Available data =>
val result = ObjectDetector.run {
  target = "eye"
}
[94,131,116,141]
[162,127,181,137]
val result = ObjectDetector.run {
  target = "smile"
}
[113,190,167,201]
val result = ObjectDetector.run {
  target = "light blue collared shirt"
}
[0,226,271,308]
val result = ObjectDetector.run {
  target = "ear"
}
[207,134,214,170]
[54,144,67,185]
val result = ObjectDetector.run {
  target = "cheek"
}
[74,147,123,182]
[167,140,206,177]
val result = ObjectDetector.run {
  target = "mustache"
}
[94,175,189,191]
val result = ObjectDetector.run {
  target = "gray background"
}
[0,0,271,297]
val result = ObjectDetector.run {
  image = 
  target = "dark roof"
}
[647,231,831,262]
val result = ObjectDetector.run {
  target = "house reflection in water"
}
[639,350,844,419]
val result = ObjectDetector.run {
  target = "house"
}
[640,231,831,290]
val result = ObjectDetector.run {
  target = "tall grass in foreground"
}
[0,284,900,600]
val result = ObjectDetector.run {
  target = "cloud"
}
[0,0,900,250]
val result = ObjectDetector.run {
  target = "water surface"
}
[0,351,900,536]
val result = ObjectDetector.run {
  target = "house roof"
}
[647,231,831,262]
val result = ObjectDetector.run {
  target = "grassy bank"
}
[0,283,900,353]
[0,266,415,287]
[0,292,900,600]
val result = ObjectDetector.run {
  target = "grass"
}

The exercise => Select every one of the lines above that contains the word "water" and copy it out. Case counts.

Task answer =>
  target = "house reflection in water"
  target = "water surface"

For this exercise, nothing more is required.